(What to produce): From the records, pick out and copy each line containing "cabinet".

Saved entries:
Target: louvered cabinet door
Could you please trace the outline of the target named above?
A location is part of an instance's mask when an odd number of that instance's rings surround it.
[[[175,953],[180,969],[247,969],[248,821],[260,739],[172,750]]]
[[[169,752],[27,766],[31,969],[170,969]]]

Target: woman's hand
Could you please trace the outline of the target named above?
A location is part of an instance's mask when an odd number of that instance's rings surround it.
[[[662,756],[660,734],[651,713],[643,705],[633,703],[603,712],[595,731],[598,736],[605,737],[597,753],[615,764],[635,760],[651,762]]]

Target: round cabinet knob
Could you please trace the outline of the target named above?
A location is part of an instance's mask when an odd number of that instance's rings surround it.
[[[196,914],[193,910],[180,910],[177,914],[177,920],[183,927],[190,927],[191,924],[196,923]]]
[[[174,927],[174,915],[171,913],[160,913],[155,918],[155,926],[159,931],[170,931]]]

(Response to this exercise):
Target: louvered cabinet door
Target: round cabinet knob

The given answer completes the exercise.